**Exercise objective**
Go through the data line by line and count the lines that hold "building". Reply with the total only.

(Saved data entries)
= Beginning of Section =

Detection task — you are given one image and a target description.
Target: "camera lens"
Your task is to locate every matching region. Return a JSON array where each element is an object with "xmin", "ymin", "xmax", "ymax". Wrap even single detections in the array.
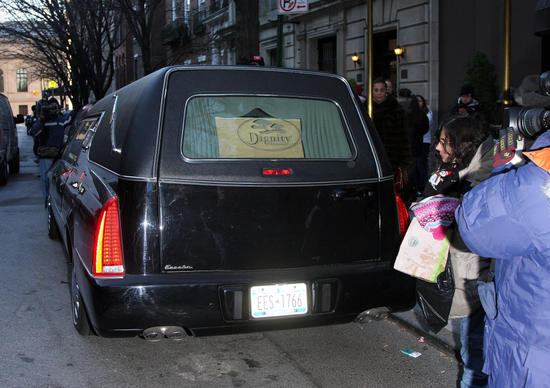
[{"xmin": 516, "ymin": 108, "xmax": 550, "ymax": 138}]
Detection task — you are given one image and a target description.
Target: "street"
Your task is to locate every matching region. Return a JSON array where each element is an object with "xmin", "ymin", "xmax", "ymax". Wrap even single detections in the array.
[{"xmin": 0, "ymin": 125, "xmax": 459, "ymax": 388}]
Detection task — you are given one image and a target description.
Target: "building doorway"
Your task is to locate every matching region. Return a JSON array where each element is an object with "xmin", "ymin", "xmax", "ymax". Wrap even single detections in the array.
[
  {"xmin": 266, "ymin": 48, "xmax": 277, "ymax": 67},
  {"xmin": 318, "ymin": 36, "xmax": 337, "ymax": 74},
  {"xmin": 373, "ymin": 29, "xmax": 397, "ymax": 94}
]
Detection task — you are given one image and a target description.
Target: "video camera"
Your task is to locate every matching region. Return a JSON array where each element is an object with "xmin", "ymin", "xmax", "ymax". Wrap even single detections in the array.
[
  {"xmin": 503, "ymin": 70, "xmax": 550, "ymax": 139},
  {"xmin": 35, "ymin": 97, "xmax": 59, "ymax": 119}
]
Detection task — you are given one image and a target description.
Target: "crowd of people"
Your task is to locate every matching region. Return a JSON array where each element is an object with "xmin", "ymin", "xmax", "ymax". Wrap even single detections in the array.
[{"xmin": 359, "ymin": 74, "xmax": 550, "ymax": 387}]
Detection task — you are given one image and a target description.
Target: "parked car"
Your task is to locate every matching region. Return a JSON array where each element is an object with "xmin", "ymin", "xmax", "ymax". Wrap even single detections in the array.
[
  {"xmin": 47, "ymin": 66, "xmax": 415, "ymax": 339},
  {"xmin": 0, "ymin": 93, "xmax": 20, "ymax": 185}
]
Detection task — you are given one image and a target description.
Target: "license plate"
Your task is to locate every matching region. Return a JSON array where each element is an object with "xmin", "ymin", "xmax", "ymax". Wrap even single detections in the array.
[{"xmin": 250, "ymin": 283, "xmax": 308, "ymax": 319}]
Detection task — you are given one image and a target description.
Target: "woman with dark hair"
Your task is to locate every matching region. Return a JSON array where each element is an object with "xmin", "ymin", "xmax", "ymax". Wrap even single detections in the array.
[
  {"xmin": 417, "ymin": 115, "xmax": 494, "ymax": 388},
  {"xmin": 423, "ymin": 115, "xmax": 491, "ymax": 197}
]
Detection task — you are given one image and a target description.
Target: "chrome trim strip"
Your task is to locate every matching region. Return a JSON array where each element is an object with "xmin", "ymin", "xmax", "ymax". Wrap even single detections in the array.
[
  {"xmin": 110, "ymin": 94, "xmax": 121, "ymax": 154},
  {"xmin": 154, "ymin": 71, "xmax": 172, "ymax": 180},
  {"xmin": 157, "ymin": 176, "xmax": 393, "ymax": 187},
  {"xmin": 88, "ymin": 160, "xmax": 157, "ymax": 183},
  {"xmin": 89, "ymin": 158, "xmax": 392, "ymax": 186}
]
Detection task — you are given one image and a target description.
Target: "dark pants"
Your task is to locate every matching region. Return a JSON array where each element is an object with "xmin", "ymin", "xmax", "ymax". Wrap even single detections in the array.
[{"xmin": 460, "ymin": 308, "xmax": 488, "ymax": 388}]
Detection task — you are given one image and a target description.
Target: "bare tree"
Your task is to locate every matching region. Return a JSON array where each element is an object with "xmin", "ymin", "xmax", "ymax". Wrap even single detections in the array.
[
  {"xmin": 115, "ymin": 0, "xmax": 164, "ymax": 75},
  {"xmin": 0, "ymin": 0, "xmax": 120, "ymax": 109}
]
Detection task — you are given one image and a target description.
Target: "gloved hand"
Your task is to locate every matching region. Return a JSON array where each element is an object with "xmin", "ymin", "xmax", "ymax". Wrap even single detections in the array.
[{"xmin": 492, "ymin": 128, "xmax": 525, "ymax": 168}]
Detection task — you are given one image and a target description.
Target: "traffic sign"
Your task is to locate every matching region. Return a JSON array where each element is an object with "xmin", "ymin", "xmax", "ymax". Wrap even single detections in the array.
[{"xmin": 278, "ymin": 0, "xmax": 308, "ymax": 14}]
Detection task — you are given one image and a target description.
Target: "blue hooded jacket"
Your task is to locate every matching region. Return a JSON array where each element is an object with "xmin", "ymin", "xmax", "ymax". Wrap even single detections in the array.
[{"xmin": 456, "ymin": 129, "xmax": 550, "ymax": 387}]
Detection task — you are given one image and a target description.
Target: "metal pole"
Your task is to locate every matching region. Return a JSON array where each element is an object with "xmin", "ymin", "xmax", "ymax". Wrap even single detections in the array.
[
  {"xmin": 367, "ymin": 0, "xmax": 373, "ymax": 117},
  {"xmin": 277, "ymin": 14, "xmax": 284, "ymax": 67},
  {"xmin": 503, "ymin": 0, "xmax": 511, "ymax": 105},
  {"xmin": 395, "ymin": 55, "xmax": 399, "ymax": 95}
]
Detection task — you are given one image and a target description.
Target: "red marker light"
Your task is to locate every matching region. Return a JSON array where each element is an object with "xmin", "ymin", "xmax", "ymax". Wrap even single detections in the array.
[{"xmin": 262, "ymin": 168, "xmax": 292, "ymax": 176}]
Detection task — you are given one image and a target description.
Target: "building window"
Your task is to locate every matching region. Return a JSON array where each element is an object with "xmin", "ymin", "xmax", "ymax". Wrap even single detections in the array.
[
  {"xmin": 0, "ymin": 69, "xmax": 4, "ymax": 92},
  {"xmin": 184, "ymin": 0, "xmax": 190, "ymax": 26},
  {"xmin": 19, "ymin": 105, "xmax": 28, "ymax": 115},
  {"xmin": 16, "ymin": 68, "xmax": 28, "ymax": 92}
]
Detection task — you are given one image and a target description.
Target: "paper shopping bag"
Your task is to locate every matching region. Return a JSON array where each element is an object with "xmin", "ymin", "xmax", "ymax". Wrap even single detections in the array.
[{"xmin": 393, "ymin": 217, "xmax": 451, "ymax": 283}]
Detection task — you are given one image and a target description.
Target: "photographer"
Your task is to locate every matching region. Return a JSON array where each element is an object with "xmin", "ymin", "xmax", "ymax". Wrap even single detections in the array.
[
  {"xmin": 30, "ymin": 97, "xmax": 71, "ymax": 207},
  {"xmin": 455, "ymin": 72, "xmax": 550, "ymax": 387}
]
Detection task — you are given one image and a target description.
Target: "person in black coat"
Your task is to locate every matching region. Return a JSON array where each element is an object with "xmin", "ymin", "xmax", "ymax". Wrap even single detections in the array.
[
  {"xmin": 398, "ymin": 88, "xmax": 429, "ymax": 197},
  {"xmin": 371, "ymin": 78, "xmax": 412, "ymax": 198}
]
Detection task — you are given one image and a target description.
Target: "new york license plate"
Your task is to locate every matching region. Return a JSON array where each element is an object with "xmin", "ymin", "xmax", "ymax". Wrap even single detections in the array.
[{"xmin": 250, "ymin": 283, "xmax": 308, "ymax": 319}]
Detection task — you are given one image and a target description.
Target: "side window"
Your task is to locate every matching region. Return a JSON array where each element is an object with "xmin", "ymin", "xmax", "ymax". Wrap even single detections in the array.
[{"xmin": 64, "ymin": 115, "xmax": 101, "ymax": 164}]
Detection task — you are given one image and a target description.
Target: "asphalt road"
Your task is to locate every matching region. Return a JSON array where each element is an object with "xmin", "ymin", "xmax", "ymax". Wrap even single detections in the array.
[{"xmin": 0, "ymin": 125, "xmax": 459, "ymax": 387}]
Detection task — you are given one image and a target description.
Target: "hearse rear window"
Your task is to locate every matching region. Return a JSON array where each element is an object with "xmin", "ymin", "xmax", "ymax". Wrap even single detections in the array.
[{"xmin": 182, "ymin": 96, "xmax": 353, "ymax": 159}]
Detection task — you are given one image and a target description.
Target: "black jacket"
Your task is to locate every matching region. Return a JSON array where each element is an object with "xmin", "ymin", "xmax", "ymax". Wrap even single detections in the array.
[
  {"xmin": 400, "ymin": 97, "xmax": 429, "ymax": 157},
  {"xmin": 372, "ymin": 96, "xmax": 412, "ymax": 173}
]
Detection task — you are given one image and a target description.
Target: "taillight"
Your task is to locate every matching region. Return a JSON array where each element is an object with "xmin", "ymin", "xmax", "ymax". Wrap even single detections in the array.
[
  {"xmin": 395, "ymin": 194, "xmax": 410, "ymax": 239},
  {"xmin": 93, "ymin": 197, "xmax": 124, "ymax": 277},
  {"xmin": 262, "ymin": 168, "xmax": 292, "ymax": 176}
]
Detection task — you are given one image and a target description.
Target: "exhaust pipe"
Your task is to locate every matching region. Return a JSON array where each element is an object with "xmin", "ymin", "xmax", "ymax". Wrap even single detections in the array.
[
  {"xmin": 142, "ymin": 326, "xmax": 187, "ymax": 341},
  {"xmin": 354, "ymin": 307, "xmax": 391, "ymax": 324}
]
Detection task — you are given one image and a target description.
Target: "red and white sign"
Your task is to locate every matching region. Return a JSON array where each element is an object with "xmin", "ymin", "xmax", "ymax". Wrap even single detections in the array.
[{"xmin": 278, "ymin": 0, "xmax": 308, "ymax": 14}]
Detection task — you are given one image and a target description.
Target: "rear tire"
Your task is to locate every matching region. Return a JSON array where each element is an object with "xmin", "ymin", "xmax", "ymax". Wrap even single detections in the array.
[
  {"xmin": 0, "ymin": 160, "xmax": 8, "ymax": 186},
  {"xmin": 47, "ymin": 199, "xmax": 59, "ymax": 240},
  {"xmin": 8, "ymin": 148, "xmax": 20, "ymax": 174},
  {"xmin": 71, "ymin": 264, "xmax": 91, "ymax": 336}
]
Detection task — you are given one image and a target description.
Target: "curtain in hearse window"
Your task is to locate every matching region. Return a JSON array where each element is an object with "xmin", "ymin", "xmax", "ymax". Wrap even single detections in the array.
[{"xmin": 182, "ymin": 96, "xmax": 353, "ymax": 159}]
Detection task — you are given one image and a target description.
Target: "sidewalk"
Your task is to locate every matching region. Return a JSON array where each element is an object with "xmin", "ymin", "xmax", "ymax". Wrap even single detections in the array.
[{"xmin": 390, "ymin": 304, "xmax": 461, "ymax": 353}]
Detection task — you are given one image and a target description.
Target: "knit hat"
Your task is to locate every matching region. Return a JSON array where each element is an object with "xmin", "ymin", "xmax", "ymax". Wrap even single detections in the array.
[
  {"xmin": 460, "ymin": 84, "xmax": 474, "ymax": 97},
  {"xmin": 410, "ymin": 195, "xmax": 461, "ymax": 240}
]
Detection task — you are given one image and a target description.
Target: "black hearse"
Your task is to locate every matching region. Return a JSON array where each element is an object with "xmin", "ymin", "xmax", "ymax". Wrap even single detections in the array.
[{"xmin": 47, "ymin": 66, "xmax": 414, "ymax": 339}]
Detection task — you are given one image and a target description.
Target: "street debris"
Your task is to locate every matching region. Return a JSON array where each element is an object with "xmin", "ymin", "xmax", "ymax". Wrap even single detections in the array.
[
  {"xmin": 400, "ymin": 349, "xmax": 422, "ymax": 358},
  {"xmin": 417, "ymin": 336, "xmax": 425, "ymax": 343}
]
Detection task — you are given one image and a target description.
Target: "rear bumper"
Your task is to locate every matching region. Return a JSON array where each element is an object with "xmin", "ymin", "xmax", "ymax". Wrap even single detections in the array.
[{"xmin": 75, "ymin": 260, "xmax": 415, "ymax": 337}]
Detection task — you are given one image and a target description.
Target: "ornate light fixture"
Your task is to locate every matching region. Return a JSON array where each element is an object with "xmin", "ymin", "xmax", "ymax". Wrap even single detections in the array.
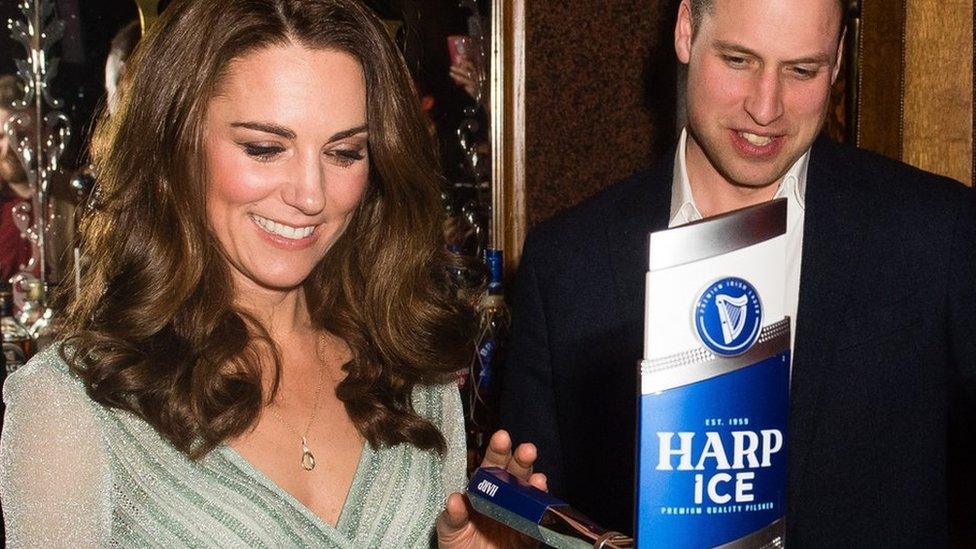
[{"xmin": 4, "ymin": 0, "xmax": 70, "ymax": 340}]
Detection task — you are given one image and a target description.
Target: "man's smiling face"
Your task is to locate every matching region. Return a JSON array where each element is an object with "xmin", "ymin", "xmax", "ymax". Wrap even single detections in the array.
[{"xmin": 677, "ymin": 0, "xmax": 844, "ymax": 190}]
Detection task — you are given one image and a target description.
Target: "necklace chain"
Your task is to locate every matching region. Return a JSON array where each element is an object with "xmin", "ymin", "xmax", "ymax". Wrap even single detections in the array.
[{"xmin": 267, "ymin": 334, "xmax": 329, "ymax": 471}]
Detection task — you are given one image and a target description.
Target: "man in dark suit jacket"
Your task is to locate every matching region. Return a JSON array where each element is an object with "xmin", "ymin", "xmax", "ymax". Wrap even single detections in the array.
[{"xmin": 499, "ymin": 0, "xmax": 975, "ymax": 545}]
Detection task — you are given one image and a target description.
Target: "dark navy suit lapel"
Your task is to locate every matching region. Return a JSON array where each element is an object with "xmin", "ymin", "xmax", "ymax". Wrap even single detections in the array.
[
  {"xmin": 788, "ymin": 138, "xmax": 871, "ymax": 513},
  {"xmin": 605, "ymin": 155, "xmax": 674, "ymax": 335}
]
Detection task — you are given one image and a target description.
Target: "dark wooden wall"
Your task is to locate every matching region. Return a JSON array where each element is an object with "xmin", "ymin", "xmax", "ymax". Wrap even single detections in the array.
[
  {"xmin": 854, "ymin": 0, "xmax": 905, "ymax": 161},
  {"xmin": 523, "ymin": 1, "xmax": 680, "ymax": 227},
  {"xmin": 854, "ymin": 0, "xmax": 973, "ymax": 186}
]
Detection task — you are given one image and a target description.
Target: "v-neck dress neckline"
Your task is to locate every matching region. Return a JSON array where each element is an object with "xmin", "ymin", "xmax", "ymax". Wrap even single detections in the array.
[{"xmin": 217, "ymin": 440, "xmax": 375, "ymax": 543}]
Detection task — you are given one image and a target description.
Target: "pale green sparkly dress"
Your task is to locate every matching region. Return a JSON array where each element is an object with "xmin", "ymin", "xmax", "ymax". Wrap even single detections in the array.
[{"xmin": 0, "ymin": 346, "xmax": 467, "ymax": 548}]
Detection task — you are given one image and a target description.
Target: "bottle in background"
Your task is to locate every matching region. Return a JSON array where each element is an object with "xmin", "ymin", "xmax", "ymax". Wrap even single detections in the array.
[
  {"xmin": 17, "ymin": 279, "xmax": 54, "ymax": 351},
  {"xmin": 17, "ymin": 279, "xmax": 44, "ymax": 328},
  {"xmin": 2, "ymin": 290, "xmax": 33, "ymax": 373},
  {"xmin": 466, "ymin": 249, "xmax": 510, "ymax": 472}
]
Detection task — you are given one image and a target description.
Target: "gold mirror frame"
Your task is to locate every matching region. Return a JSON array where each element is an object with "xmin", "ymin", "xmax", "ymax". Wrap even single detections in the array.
[{"xmin": 490, "ymin": 0, "xmax": 526, "ymax": 272}]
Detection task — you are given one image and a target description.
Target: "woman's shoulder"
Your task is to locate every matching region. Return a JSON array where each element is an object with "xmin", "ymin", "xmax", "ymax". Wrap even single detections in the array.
[
  {"xmin": 410, "ymin": 379, "xmax": 462, "ymax": 425},
  {"xmin": 5, "ymin": 343, "xmax": 83, "ymax": 392},
  {"xmin": 410, "ymin": 379, "xmax": 467, "ymax": 495},
  {"xmin": 409, "ymin": 379, "xmax": 465, "ymax": 458},
  {"xmin": 3, "ymin": 343, "xmax": 100, "ymax": 421}
]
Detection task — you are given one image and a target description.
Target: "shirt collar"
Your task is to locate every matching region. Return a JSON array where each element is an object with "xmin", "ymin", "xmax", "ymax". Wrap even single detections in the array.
[
  {"xmin": 670, "ymin": 127, "xmax": 809, "ymax": 225},
  {"xmin": 669, "ymin": 128, "xmax": 699, "ymax": 225}
]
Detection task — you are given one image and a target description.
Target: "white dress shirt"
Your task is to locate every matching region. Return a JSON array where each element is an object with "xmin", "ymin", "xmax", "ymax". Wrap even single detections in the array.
[{"xmin": 668, "ymin": 128, "xmax": 807, "ymax": 350}]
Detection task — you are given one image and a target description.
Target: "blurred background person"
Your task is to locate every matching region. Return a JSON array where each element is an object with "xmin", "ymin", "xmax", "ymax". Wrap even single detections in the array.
[{"xmin": 0, "ymin": 75, "xmax": 33, "ymax": 283}]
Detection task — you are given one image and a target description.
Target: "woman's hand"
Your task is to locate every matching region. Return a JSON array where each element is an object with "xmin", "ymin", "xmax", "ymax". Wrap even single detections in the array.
[{"xmin": 436, "ymin": 430, "xmax": 547, "ymax": 548}]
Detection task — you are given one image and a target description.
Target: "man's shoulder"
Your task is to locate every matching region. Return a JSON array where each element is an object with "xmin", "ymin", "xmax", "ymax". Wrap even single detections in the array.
[
  {"xmin": 524, "ymin": 164, "xmax": 669, "ymax": 253},
  {"xmin": 812, "ymin": 137, "xmax": 970, "ymax": 204}
]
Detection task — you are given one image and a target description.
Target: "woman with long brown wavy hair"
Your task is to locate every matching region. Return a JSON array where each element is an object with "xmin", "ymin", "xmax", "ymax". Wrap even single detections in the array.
[{"xmin": 0, "ymin": 1, "xmax": 544, "ymax": 546}]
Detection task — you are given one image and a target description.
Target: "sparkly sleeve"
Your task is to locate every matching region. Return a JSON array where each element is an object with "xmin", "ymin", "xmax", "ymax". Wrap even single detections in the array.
[
  {"xmin": 439, "ymin": 383, "xmax": 467, "ymax": 497},
  {"xmin": 0, "ymin": 352, "xmax": 113, "ymax": 548}
]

= End of Section =

**Answer section**
2